▶ **MATERIAL FOR THIS TASK**:
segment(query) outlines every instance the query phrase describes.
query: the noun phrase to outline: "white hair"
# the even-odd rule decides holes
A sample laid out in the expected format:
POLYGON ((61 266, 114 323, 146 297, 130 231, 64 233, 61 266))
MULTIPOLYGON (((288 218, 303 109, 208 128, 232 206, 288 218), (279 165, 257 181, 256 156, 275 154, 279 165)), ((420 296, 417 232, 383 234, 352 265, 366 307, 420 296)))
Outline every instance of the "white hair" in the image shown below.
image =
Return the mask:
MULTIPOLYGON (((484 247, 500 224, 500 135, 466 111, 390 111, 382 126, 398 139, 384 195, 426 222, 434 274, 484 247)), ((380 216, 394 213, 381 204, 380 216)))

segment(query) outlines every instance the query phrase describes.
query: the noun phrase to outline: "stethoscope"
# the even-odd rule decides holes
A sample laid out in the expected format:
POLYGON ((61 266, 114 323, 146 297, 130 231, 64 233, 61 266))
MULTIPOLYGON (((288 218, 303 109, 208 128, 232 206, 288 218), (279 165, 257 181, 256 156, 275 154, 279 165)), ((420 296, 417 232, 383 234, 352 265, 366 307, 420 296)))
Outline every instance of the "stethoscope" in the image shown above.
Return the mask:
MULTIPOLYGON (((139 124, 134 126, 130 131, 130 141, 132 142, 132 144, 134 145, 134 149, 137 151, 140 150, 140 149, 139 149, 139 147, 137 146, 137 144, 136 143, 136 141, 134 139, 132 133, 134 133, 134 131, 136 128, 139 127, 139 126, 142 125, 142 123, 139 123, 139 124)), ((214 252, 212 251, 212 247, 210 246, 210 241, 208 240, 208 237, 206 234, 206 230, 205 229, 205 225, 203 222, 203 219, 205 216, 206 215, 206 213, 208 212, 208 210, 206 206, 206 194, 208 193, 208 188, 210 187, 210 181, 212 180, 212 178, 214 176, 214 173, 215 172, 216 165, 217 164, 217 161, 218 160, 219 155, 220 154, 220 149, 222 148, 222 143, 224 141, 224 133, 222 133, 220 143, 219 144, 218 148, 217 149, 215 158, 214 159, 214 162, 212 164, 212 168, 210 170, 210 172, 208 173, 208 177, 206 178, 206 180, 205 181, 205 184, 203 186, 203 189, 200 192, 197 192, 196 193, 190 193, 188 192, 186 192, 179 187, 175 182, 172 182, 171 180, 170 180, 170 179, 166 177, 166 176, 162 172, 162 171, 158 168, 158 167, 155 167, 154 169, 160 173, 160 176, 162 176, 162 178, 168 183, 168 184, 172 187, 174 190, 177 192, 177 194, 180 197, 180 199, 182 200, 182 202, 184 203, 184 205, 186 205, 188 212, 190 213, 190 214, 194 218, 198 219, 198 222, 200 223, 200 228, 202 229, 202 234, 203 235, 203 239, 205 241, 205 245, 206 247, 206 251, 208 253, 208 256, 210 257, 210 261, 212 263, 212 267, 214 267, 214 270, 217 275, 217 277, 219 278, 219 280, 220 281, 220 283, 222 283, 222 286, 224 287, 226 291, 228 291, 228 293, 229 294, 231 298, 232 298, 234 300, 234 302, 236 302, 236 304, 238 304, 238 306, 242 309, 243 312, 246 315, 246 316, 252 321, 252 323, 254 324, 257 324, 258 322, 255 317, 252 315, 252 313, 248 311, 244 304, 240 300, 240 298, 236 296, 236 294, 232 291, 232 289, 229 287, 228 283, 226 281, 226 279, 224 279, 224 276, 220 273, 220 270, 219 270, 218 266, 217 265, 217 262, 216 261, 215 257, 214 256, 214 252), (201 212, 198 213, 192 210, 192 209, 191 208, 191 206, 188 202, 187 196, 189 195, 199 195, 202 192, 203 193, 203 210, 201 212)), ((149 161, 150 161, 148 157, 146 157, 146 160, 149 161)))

▶ **PROBLEM TO SOLVE**: Rewrite all the lines above as a JSON list of strings, one string per line, leaving out blank lines.

▶ **THE RESPONSE**:
[
  "segment(query) outlines every instance the query phrase describes.",
  "query: the noun phrase to outline: \"white hair\"",
  "# the even-odd rule decides holes",
  "A sample laid out in the expected format:",
  "POLYGON ((61 266, 114 323, 146 297, 130 231, 64 233, 61 266))",
  "MULTIPOLYGON (((288 218, 303 109, 208 128, 232 206, 288 218), (279 165, 257 181, 256 156, 275 154, 279 165)), ((420 296, 417 232, 383 234, 352 265, 366 307, 420 296)))",
  "Outline every instance of the \"white hair\" in the image shown below.",
  "image =",
  "Return the mask:",
  "MULTIPOLYGON (((484 247, 500 224, 500 135, 466 111, 390 111, 382 126, 398 139, 384 195, 426 222, 434 274, 484 247)), ((380 216, 394 213, 381 204, 380 216)))",
  "segment(query) outlines every instance the query phrase describes.",
  "query: the noun phrase to outline: \"stethoscope\"",
  "# the even-odd rule decides holes",
  "A sample laid out in the expected format:",
  "POLYGON ((61 266, 114 323, 146 297, 130 231, 64 233, 61 266))",
  "MULTIPOLYGON (((288 218, 303 109, 208 128, 232 206, 288 218), (279 165, 257 181, 256 156, 275 154, 279 165)), ((420 296, 417 232, 383 234, 352 265, 366 307, 420 296)))",
  "Outline every instance of the \"stethoscope\" in the image shown above.",
  "Return the mask:",
  "MULTIPOLYGON (((139 124, 134 126, 130 131, 130 141, 132 142, 132 144, 134 145, 134 149, 137 151, 140 150, 140 149, 139 149, 139 147, 137 146, 137 144, 136 143, 136 141, 134 139, 132 133, 134 133, 134 131, 136 128, 139 127, 139 126, 142 125, 142 123, 139 123, 139 124)), ((214 252, 212 251, 212 247, 210 246, 210 241, 208 240, 208 237, 206 234, 206 230, 205 229, 205 225, 203 222, 203 219, 205 216, 206 215, 206 213, 208 212, 208 210, 206 206, 206 194, 208 193, 208 188, 210 187, 210 181, 212 180, 212 178, 214 176, 214 173, 215 172, 216 165, 217 164, 217 161, 218 160, 219 155, 220 154, 220 149, 222 148, 222 143, 224 141, 224 133, 222 133, 220 143, 219 144, 218 148, 217 149, 215 158, 214 159, 214 162, 212 164, 212 168, 210 170, 210 172, 208 173, 208 177, 206 178, 206 180, 205 181, 205 184, 203 186, 203 189, 200 192, 197 192, 196 193, 190 193, 188 192, 186 192, 179 187, 175 182, 172 182, 171 180, 170 180, 170 179, 166 177, 166 176, 162 172, 162 171, 158 168, 158 167, 155 167, 154 169, 160 173, 160 176, 162 176, 162 178, 168 183, 168 184, 172 187, 174 190, 177 192, 177 194, 180 197, 180 199, 182 200, 182 202, 184 203, 184 205, 186 205, 188 212, 190 213, 190 214, 194 218, 198 219, 198 222, 200 223, 200 228, 202 229, 202 234, 203 235, 203 239, 205 241, 205 245, 206 247, 206 251, 208 253, 208 256, 210 257, 210 261, 212 263, 212 267, 214 267, 214 270, 217 275, 217 277, 219 278, 219 280, 220 281, 220 283, 222 283, 222 286, 224 287, 226 291, 228 291, 228 293, 229 294, 231 298, 232 298, 234 300, 234 302, 236 302, 236 304, 238 304, 238 306, 242 309, 243 312, 246 315, 246 316, 252 321, 252 323, 254 324, 257 324, 258 322, 255 317, 252 315, 252 313, 248 311, 244 304, 240 300, 240 298, 236 296, 236 294, 232 291, 232 289, 229 287, 228 283, 226 281, 226 279, 224 279, 224 276, 220 273, 220 270, 219 270, 218 266, 217 265, 217 262, 216 261, 215 257, 214 256, 214 252), (201 212, 198 213, 192 210, 192 209, 191 208, 191 206, 188 202, 187 196, 189 195, 199 195, 202 192, 203 193, 203 210, 201 212)), ((149 161, 150 161, 148 157, 146 157, 146 160, 149 161)))"
]